»»
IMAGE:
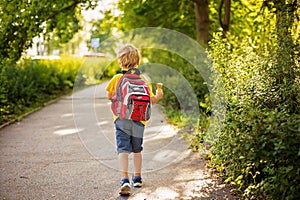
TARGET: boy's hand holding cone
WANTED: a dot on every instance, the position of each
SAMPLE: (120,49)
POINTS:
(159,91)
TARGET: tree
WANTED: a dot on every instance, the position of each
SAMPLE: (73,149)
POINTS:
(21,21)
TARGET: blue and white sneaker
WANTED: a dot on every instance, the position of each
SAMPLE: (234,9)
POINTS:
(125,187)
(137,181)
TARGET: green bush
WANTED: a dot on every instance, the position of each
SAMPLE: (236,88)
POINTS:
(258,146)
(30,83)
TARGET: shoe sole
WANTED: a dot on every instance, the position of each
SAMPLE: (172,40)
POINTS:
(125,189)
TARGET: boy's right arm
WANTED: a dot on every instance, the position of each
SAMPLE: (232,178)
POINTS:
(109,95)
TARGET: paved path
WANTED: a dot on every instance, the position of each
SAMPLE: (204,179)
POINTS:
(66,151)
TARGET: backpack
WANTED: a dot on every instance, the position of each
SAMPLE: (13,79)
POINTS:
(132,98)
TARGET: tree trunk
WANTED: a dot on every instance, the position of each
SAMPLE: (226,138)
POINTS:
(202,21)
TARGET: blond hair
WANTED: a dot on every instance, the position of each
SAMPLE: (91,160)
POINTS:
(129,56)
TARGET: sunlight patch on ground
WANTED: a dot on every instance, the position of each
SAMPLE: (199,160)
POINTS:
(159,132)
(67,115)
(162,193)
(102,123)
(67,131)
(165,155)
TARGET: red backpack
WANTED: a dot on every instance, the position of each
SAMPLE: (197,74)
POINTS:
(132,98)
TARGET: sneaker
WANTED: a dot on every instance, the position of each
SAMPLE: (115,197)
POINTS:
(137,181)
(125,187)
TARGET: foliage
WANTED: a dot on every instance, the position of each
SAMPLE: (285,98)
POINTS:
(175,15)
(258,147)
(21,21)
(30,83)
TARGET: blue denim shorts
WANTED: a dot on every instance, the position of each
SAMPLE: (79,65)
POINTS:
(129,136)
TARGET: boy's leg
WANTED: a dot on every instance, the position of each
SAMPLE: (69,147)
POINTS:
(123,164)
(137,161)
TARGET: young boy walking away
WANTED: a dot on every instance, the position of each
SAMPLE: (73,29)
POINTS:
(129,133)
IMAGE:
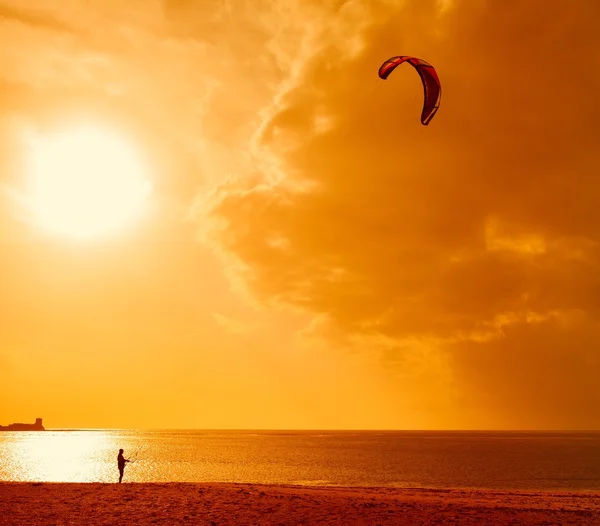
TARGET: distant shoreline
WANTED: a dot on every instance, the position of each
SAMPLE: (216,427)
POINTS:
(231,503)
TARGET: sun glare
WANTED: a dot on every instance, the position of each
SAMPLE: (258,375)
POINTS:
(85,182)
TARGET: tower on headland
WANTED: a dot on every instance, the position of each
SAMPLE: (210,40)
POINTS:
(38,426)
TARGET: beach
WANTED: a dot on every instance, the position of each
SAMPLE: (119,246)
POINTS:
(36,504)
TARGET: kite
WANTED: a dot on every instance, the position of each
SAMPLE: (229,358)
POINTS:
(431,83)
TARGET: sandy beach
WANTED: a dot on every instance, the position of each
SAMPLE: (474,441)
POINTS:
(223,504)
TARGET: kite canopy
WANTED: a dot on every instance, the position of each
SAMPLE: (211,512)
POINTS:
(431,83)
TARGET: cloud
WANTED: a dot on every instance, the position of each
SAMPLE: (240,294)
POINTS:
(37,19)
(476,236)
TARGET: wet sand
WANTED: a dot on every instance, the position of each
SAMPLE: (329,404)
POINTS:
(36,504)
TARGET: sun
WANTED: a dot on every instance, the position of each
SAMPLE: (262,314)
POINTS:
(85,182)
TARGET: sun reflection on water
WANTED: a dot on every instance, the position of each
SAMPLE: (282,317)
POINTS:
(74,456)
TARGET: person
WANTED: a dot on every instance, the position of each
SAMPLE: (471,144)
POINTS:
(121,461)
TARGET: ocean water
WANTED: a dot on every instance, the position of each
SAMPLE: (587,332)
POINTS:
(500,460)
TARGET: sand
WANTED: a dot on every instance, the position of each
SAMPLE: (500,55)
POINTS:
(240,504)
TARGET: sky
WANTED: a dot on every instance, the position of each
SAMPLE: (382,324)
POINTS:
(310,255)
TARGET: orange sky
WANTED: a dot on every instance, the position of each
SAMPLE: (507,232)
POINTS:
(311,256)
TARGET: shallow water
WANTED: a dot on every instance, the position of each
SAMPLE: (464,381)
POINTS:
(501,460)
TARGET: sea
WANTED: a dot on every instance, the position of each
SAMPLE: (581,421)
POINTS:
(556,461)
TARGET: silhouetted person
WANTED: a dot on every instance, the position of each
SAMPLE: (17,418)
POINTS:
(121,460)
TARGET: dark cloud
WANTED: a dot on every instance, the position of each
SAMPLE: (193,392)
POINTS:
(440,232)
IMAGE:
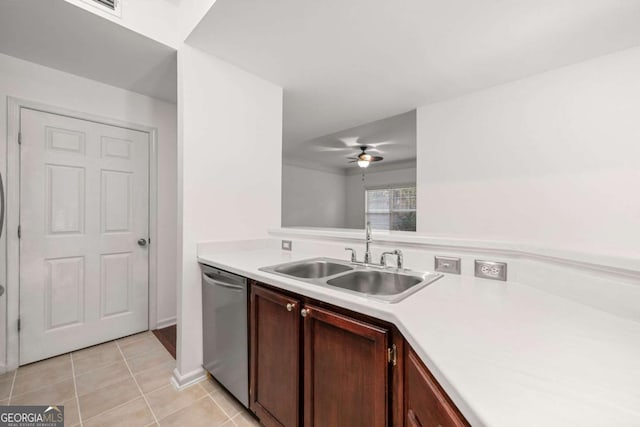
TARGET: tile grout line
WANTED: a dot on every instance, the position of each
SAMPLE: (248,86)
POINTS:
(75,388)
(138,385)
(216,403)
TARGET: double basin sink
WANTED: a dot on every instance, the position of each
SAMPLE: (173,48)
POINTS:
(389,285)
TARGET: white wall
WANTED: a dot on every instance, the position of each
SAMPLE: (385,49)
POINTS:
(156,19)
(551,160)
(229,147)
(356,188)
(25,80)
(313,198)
««
▶ [AIM OF THE TASK] Return all of the items above verbatim, line for line, and omit the pictures from your output.

▶ [ANSWER IN FULL]
IMAGE:
TARGET: boy's hand holding cone
WANTED: a dot on every instance, the position of each
SAMPLE: (120,49)
POINTS:
(159,91)
TARGET: tree
WANTED: a dot on every instance, the position of each
SAMPLE: (73,149)
POINTS:
(21,21)
TARGET: blue and white sneaker
WANTED: a dot on every instance, the position of each
SAMPLE: (234,9)
POINTS:
(125,187)
(137,181)
TARGET: green bush
WANTED: a dot on every instance, the position of each
SAMPLE: (236,88)
POINTS:
(258,146)
(30,83)
TARGET: shoe sole
WANTED: a dot on every instance, the position of each
SAMPLE: (172,40)
POINTS:
(125,189)
TARGET: boy's right arm
WANTED: a dot on every instance, the position of each
SAMPLE: (232,178)
POINTS:
(109,95)
TARGET: paved path
WANTED: a dot on every instance, the position of each
SAMPLE: (204,179)
POINTS:
(66,151)
TARGET: backpack
WANTED: a dot on every instance, the position of each
SAMPLE: (13,79)
POINTS:
(132,98)
TARGET: tree trunk
WANTED: a dot on every instance, the position of each
SAMPLE: (226,138)
POINTS:
(202,21)
TARGET: blond hair
WANTED: a dot on every instance, the position of each
SAMPLE: (91,160)
POINTS:
(129,56)
TARGET: sunlight patch on ground
WANTED: a dot on every instance, the position of each
SAMPLE: (199,160)
POINTS:
(159,132)
(67,115)
(162,193)
(102,123)
(67,131)
(165,155)
TARGET: red backpack
WANTED: a dot on every instance, the position of each
SAMPLE: (197,74)
POINTS:
(132,98)
TARGET: sneaker
WANTED: a dot on every instance, the position of each
SAMPLE: (115,197)
POINTS:
(137,181)
(125,187)
TARGET: foliage
WANTED: a dot on every instance, the position of each
SAMPLE: (285,98)
POINTS:
(175,15)
(258,147)
(21,21)
(30,83)
TARGET: blue denim shorts
WANTED: a dot on every instance, the position of each
SAMPLE: (79,65)
POINTS:
(129,136)
TARGET: boy's leg
WANTED: a dot on every instance, the position of each
SAMPLE: (69,147)
POINTS:
(123,164)
(137,161)
TARGET: young boy walking away
WANTED: a dot on every instance, the position of each
SAMPLE: (73,29)
POINTS:
(129,133)
IMAGE:
TARGET: distant shoreline
WANTED: a dot on every instance, the position of each
SAMPLE: (216,427)
POINTS:
(231,503)
TARGET: sun glare
WANTED: a dot on every instance, the position of each
SAMPLE: (258,375)
POINTS:
(85,182)
TARGET: tower on headland
WANTED: a dot on every instance, the position of each
SAMPLE: (210,40)
POINTS:
(38,426)
TARGET: beach
WANTED: a dot on every instance, the position of each
SAMPLE: (119,246)
POINTS:
(36,504)
TARGET: kite
WANTED: a dot on every instance, the position of each
SAMPLE: (229,358)
POINTS:
(431,83)
TARGET: sandy beach
WANTED: a dot on every instance, the position of each
SAMPLE: (474,441)
POINTS:
(223,504)
TARGET: kite canopy
WANTED: a dot on every instance, the position of each
SAMPLE: (211,512)
POINTS:
(431,83)
TARGET: cloud
WANTED: a dot on every instance, the position of each
SAMPLE: (240,294)
POINTS:
(37,19)
(476,236)
TARGET: wet sand
WANTED: a dot on every instance, the position of each
SAMPLE: (329,404)
POINTS:
(36,504)
TARGET: sun
WANTED: a dot on every instance, the position of each
SAMPLE: (262,314)
POINTS:
(85,182)
TARGET: sun reflection on water
WANTED: a dot on every instance, the position of each
SAMPLE: (282,317)
POINTS:
(74,456)
TARGET: person
WANTED: a dot on every instance, the position of each
SAMPLE: (471,144)
POINTS:
(121,461)
TARGET: ocean water
WANTED: a dot on every instance, the position of each
SAMPLE: (587,332)
POINTS:
(500,460)
TARGET: sand
WANTED: a dot on every instance, the position of each
SAMPLE: (500,55)
POINTS:
(240,504)
TARGET: sky
WANTED: a dot on every instance, the position of each
SAMPLE: (382,324)
POINTS:
(310,255)
TARGET: orange sky
WANTED: a dot on every instance, the position of each
SAMPLE: (507,232)
POINTS:
(311,256)
TARGET: shallow water
WANTED: a dot on every instance, the position of each
SAMPLE: (464,381)
POINTS:
(501,460)
TARGET: sea
WANTED: a dot on every instance, the position of each
SAMPLE: (581,421)
POINTS:
(556,461)
TARGET: silhouetted person
WANTED: a dot on every instance, the position of each
SAMPLE: (17,418)
POINTS:
(121,460)
TARGET: dark cloud
WANTED: a dot on every instance, the position of each
SAMPLE: (193,392)
POINTS:
(440,232)
IMAGE:
TARGET: tile grout line
WANTED: a dot on every instance, the position of each
SAMPLE: (248,86)
POINTS:
(75,388)
(138,385)
(216,403)
TARGET: double basin sink
WANTED: a dot on every instance, the position of each
SAMPLE: (173,48)
POINTS:
(389,285)
TARGET: white wall
WANTED: a dot on every instance, the position of each
SAMPLE: (385,49)
POINTS:
(156,19)
(551,160)
(229,147)
(356,188)
(25,80)
(313,198)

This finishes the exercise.